• What you have to do:
The pictures are to be left out when the listing below is reproduced word for word.

**** Data excerpts

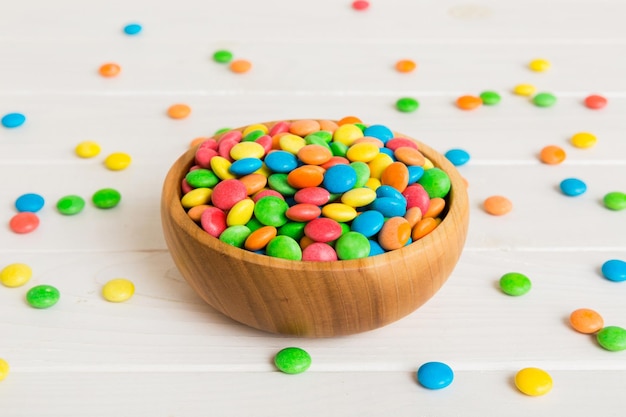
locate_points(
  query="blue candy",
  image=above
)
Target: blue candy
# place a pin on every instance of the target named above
(29, 202)
(573, 187)
(435, 375)
(614, 270)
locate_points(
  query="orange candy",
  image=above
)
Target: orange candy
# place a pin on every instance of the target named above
(240, 66)
(468, 102)
(178, 111)
(585, 320)
(552, 155)
(109, 69)
(497, 205)
(406, 65)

********

• Completed task:
locate_points(
  query="blue candy",
  image=above
)
Target: blue candy
# place a pin on every instance of the target named above
(29, 202)
(573, 187)
(435, 375)
(614, 270)
locate_points(
  query="orange candy",
  image=above
)
Target: orange candy
# place a pin on every instance of the target named above
(240, 66)
(468, 102)
(178, 111)
(585, 320)
(552, 155)
(109, 69)
(497, 205)
(406, 65)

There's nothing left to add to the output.